_Listed entries_
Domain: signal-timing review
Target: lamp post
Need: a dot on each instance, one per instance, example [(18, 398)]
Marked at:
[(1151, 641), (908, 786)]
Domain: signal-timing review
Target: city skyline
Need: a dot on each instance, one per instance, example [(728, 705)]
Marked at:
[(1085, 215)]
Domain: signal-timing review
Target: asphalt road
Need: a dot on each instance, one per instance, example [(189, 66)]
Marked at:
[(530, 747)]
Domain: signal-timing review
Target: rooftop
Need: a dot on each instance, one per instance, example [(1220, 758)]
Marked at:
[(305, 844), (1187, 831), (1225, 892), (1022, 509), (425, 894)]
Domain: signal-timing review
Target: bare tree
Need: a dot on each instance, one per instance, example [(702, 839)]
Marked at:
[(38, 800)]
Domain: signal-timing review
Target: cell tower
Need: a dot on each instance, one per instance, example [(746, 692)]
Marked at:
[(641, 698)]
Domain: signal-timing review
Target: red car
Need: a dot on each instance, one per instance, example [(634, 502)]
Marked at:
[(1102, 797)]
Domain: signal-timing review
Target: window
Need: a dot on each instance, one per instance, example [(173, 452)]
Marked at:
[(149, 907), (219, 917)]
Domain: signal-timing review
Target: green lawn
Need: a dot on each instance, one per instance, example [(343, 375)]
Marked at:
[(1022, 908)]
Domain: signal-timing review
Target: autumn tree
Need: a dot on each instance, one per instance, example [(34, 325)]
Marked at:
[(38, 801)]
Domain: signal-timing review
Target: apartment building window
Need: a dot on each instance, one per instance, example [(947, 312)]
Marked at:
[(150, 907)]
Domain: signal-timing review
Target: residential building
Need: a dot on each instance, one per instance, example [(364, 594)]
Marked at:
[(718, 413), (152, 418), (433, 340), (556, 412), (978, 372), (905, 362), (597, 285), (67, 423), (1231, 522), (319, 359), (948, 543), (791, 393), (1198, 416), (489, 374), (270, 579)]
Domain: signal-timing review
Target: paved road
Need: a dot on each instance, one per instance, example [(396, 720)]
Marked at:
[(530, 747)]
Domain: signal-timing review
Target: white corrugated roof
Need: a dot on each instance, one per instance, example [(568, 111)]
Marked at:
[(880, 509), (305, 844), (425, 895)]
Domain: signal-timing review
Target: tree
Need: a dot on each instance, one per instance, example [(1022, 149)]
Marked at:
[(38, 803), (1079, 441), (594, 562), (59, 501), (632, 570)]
* * *
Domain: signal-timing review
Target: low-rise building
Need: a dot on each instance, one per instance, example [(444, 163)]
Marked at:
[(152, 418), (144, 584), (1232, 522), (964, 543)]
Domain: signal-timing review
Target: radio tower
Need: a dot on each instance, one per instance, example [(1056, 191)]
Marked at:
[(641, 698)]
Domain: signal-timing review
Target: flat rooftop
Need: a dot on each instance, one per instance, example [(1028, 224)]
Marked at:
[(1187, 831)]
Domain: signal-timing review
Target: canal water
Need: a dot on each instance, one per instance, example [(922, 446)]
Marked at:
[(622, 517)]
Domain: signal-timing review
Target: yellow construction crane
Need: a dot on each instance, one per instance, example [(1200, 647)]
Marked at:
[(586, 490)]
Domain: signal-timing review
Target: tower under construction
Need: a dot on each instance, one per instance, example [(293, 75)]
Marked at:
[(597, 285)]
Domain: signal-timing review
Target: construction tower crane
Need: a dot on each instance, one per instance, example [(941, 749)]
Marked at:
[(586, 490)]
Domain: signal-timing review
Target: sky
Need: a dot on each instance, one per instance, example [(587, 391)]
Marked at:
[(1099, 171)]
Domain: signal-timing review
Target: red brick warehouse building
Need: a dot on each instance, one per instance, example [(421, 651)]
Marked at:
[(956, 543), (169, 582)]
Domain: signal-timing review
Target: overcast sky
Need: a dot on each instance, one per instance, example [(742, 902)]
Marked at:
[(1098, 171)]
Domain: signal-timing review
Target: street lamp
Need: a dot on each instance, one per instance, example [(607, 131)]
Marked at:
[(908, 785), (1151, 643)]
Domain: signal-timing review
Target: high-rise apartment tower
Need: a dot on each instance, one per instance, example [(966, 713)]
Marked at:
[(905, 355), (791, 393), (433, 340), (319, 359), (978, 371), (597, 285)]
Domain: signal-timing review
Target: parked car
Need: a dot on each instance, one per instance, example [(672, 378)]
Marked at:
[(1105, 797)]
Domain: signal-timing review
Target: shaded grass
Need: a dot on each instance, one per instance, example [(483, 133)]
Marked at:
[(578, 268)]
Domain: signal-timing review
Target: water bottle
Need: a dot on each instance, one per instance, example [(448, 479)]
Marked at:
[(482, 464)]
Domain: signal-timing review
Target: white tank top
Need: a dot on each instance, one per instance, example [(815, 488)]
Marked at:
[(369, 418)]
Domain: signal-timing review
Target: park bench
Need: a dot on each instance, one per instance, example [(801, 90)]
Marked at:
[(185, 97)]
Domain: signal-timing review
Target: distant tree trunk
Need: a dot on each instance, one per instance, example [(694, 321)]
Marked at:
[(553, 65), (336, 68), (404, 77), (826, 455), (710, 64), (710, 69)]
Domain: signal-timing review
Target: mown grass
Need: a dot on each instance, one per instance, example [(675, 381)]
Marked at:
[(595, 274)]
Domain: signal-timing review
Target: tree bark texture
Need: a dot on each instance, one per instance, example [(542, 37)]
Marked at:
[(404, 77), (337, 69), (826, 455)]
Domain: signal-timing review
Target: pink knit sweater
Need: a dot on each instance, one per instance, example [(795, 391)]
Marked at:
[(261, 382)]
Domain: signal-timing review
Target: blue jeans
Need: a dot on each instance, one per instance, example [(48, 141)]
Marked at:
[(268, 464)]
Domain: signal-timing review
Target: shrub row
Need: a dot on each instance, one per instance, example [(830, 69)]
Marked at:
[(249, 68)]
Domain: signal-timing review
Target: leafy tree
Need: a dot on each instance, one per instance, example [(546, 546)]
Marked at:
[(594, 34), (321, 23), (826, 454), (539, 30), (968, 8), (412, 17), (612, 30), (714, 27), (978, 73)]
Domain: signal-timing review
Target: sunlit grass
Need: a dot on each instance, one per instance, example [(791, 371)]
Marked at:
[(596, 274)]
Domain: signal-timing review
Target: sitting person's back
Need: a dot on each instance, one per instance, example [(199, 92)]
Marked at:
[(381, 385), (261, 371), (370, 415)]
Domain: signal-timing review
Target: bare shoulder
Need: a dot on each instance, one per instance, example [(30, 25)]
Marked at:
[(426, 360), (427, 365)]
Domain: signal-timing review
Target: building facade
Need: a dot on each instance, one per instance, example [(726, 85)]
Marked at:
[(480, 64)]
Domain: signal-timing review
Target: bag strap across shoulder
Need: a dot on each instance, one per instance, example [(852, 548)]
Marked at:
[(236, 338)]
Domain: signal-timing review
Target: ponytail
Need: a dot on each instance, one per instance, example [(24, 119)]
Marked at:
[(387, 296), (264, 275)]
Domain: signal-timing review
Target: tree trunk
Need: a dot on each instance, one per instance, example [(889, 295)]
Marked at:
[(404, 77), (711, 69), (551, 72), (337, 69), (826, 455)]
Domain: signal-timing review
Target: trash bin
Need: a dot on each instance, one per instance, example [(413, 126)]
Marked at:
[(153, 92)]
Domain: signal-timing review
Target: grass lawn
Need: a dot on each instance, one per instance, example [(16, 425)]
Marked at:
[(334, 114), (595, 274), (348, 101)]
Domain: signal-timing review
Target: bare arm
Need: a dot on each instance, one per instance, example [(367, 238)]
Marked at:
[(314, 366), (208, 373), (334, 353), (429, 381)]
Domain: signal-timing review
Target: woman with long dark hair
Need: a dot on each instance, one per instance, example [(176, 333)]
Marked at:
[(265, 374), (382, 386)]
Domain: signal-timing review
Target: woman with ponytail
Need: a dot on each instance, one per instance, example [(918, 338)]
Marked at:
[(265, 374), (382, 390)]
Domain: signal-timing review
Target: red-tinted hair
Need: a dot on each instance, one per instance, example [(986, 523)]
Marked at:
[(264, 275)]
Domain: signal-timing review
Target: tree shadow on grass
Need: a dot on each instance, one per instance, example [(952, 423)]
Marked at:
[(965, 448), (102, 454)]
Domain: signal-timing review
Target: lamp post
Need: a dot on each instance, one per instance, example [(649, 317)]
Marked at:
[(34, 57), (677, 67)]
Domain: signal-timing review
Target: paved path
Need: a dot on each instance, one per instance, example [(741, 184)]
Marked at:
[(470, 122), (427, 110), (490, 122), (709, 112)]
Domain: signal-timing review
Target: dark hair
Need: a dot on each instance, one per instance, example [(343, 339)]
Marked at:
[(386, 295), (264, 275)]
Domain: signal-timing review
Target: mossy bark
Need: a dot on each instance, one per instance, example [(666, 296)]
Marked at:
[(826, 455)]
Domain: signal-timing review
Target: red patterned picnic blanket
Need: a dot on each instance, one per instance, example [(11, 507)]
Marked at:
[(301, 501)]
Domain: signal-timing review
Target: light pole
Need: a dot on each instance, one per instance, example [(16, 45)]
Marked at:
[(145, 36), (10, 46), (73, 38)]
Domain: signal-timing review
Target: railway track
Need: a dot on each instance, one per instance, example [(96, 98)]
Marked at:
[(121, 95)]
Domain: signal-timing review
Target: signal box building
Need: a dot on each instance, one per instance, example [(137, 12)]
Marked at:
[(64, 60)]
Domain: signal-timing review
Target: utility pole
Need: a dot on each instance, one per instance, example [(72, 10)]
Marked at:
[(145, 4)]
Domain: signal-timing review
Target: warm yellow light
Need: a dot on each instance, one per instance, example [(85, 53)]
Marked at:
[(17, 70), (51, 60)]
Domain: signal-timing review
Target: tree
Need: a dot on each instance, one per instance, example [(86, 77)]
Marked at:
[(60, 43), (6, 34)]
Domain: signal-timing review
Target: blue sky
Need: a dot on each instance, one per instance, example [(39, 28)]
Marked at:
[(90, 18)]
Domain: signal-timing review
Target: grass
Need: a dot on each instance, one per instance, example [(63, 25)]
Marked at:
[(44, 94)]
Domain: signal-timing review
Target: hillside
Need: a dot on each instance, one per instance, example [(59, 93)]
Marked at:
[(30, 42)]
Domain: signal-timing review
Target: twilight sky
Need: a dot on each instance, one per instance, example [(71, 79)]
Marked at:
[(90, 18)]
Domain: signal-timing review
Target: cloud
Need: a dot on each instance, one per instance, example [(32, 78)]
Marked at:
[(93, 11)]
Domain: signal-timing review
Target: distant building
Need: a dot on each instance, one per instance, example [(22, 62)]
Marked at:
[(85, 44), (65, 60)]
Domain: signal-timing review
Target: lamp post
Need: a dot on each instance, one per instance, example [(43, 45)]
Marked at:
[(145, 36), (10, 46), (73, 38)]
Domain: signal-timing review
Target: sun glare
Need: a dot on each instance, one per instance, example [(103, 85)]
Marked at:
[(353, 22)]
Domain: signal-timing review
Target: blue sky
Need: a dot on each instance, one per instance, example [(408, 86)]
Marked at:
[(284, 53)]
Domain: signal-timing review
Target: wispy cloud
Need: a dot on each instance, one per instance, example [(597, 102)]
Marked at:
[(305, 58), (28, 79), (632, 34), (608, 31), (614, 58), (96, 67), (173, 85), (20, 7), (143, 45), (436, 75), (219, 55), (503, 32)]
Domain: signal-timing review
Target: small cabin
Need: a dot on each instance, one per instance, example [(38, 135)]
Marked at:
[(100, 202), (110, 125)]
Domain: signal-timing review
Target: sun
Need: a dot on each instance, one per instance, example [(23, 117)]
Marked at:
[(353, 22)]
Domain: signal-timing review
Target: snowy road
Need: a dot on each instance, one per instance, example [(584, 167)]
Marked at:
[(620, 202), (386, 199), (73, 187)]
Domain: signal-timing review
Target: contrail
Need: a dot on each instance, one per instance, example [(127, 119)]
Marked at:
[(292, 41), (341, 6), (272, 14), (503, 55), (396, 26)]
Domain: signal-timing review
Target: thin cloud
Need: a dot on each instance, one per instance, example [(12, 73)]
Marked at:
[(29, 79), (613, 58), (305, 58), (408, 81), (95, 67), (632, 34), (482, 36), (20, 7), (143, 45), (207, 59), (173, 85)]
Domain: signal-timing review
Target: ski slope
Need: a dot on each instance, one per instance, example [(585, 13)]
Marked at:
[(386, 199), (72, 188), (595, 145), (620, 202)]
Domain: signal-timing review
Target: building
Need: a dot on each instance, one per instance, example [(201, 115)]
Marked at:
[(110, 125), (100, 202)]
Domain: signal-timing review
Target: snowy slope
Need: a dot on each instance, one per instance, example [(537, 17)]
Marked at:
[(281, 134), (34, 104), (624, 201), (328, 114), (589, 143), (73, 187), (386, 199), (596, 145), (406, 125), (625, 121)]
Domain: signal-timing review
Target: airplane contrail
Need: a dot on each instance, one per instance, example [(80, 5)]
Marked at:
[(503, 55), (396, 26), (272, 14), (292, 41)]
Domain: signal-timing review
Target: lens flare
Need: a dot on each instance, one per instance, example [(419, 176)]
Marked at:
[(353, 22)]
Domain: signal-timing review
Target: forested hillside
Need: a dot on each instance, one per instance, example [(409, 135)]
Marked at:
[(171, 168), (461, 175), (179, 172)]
==
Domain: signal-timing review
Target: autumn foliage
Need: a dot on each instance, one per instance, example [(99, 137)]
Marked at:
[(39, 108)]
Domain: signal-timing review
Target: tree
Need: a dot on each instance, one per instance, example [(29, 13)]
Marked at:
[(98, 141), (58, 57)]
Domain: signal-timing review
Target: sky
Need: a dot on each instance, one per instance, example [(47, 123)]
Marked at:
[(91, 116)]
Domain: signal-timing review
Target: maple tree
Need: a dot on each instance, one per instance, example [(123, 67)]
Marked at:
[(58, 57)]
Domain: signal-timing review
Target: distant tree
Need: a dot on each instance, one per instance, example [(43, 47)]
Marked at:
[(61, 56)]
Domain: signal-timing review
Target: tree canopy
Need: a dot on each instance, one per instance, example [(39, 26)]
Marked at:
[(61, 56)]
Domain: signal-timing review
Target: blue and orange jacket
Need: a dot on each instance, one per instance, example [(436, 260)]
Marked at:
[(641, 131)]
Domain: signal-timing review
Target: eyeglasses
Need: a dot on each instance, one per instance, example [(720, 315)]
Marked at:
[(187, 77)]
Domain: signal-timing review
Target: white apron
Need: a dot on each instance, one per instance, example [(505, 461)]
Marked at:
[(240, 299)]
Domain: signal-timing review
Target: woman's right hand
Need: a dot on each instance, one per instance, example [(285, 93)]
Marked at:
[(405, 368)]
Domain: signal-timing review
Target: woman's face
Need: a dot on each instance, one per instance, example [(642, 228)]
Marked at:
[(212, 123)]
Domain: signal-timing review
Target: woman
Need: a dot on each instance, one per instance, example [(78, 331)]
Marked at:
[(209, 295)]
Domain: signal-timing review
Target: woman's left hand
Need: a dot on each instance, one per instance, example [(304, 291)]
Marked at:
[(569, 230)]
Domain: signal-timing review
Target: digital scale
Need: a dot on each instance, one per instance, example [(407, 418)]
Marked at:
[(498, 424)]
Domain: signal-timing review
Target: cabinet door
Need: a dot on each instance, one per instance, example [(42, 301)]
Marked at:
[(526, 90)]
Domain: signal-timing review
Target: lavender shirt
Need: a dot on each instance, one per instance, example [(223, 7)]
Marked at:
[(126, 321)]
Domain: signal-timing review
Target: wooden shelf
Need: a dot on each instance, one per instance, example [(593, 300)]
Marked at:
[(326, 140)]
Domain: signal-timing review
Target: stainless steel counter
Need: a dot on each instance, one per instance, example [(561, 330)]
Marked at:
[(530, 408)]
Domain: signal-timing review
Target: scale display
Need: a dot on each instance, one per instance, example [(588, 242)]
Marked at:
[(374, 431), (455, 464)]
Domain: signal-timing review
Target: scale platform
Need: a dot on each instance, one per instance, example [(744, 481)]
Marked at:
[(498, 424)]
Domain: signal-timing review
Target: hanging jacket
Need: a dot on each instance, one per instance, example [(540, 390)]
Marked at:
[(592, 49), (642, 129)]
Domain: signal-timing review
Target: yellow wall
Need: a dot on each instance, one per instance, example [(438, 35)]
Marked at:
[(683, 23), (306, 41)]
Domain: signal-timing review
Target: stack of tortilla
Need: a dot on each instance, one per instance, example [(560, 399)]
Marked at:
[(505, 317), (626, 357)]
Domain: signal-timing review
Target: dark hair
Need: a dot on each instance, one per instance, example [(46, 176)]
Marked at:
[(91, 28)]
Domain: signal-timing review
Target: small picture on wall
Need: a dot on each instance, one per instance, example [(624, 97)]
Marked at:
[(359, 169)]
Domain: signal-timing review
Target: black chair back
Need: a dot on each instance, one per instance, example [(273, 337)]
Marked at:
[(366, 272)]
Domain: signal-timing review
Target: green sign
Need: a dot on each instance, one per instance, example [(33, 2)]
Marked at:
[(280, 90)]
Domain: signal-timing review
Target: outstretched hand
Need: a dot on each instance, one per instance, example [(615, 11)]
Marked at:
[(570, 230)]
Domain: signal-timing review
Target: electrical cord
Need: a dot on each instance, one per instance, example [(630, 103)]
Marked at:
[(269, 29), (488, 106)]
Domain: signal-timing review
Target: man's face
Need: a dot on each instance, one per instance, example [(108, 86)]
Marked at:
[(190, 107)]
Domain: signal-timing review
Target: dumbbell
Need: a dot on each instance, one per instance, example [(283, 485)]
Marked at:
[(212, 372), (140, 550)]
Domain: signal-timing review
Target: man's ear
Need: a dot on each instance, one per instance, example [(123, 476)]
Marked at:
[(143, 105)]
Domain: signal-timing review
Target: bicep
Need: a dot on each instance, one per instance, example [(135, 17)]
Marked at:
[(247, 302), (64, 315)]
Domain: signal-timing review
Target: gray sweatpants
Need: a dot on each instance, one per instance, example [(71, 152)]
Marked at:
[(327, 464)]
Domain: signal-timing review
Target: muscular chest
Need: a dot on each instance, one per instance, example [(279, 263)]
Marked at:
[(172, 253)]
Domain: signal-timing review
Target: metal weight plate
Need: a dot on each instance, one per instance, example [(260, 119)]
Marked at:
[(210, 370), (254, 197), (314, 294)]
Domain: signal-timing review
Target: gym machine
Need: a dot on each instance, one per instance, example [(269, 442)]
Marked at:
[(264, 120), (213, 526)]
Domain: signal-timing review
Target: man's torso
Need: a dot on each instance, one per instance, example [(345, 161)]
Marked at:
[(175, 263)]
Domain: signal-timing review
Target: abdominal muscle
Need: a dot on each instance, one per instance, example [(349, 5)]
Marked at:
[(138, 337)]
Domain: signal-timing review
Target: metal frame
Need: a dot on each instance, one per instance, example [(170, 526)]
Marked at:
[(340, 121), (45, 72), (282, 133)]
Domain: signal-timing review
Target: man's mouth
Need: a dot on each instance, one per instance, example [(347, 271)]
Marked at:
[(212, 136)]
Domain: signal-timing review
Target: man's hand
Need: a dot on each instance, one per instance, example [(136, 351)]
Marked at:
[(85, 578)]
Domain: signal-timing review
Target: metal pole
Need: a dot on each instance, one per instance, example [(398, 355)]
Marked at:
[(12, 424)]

_Brief_
Could you gather every line in the listing above that contains the string "face"? Only matches with the same capitalization count.

_Exercise output_
Target: woman's face
Target: man's face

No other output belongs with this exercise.